Stored items:
________
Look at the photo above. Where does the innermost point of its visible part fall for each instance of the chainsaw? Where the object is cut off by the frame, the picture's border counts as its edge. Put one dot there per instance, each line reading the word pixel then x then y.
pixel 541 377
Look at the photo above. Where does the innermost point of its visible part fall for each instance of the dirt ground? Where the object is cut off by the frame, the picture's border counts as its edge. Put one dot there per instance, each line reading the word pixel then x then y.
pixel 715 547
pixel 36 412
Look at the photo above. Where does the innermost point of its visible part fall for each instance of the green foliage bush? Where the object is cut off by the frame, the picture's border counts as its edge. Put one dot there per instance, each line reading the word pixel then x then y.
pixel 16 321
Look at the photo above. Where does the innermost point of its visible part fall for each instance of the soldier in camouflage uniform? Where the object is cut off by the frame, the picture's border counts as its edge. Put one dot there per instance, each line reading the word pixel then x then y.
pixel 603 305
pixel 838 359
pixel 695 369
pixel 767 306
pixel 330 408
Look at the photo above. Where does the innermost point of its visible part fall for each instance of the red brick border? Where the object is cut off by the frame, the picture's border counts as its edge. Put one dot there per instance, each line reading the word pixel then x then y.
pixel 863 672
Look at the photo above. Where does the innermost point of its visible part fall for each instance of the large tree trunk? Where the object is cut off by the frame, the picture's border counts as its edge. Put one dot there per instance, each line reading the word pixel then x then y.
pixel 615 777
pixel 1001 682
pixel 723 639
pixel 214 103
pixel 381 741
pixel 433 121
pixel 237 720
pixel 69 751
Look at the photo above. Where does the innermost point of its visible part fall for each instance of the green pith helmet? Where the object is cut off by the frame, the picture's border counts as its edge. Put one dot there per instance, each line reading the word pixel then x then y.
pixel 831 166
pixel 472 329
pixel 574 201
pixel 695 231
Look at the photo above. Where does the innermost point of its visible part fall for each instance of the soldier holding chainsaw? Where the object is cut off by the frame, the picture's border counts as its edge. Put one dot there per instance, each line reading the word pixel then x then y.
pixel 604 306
________
TO DO:
The records above are to be duplicated word for word.

ANSWER TO THIS TASK:
Look at the photo above. Where does the innermost point of its visible part fall for each instance of the chainsaw? Where the object is cut off by the frame, the picture's border counts as its edge. Put one dot there per instance, each line reading the word pixel then x then y.
pixel 541 377
Look at the photo above. Where does the innermost point of its visible part fall for each instance of the dirt ground? Where the object is cut off by the frame, the picture's border counts as its edge. Put one dot there per instance, each line reading the word pixel then x then y.
pixel 715 547
pixel 36 412
Look at the photo above. Where does the innermost point of its visible part fall for each instance of the green foliage bush? Where the object is cut off by the frame, the picture's border counts as its edge. Put one dot there per instance, each line reading the word pixel then x then y.
pixel 16 321
Look at the photo above. Where does the innermost point of its visible part fall for each instance of the soldier in camouflage uniform? Where the object is cut off by the frame, the picture's border counts as its edge. Put one dot there per instance, each line reading the word pixel then x then y.
pixel 603 305
pixel 838 359
pixel 695 369
pixel 767 306
pixel 330 408
Look at the photo above. Where does the innermost point of its visible part fall for each instance of the red brick border? Where the object is cut off by the frame, the picture's border counts as its edge. Put one dot there per instance, each line reading the word pixel then x then y.
pixel 863 672
Look at the photo above. Where does the innermost point of its visible part fall for each instance of the large tree trunk? Where the object is cut off by the frame, the picture's border counts as its edge. Put one dot there per instance, each line reading the word pixel then x then y.
pixel 615 777
pixel 1001 682
pixel 723 639
pixel 214 103
pixel 381 741
pixel 433 121
pixel 237 720
pixel 69 751
Look at the photo above. Where does the innermost point of its visible part fall for each instance of the green pith helmet? Where the object is cut off by the frame, the picture's border counts as its edge. Put one dot there per instance, each line reading the word pixel then x then y.
pixel 831 166
pixel 472 329
pixel 574 201
pixel 695 231
Look at the photo above. Where does the innermost point of its visible part fall for each instance of the soldier holding chainsaw? Where the object is cut off by the frame, the picture's border counts as its edge. Put one dot there per instance, each line reading the word pixel then x then y.
pixel 604 306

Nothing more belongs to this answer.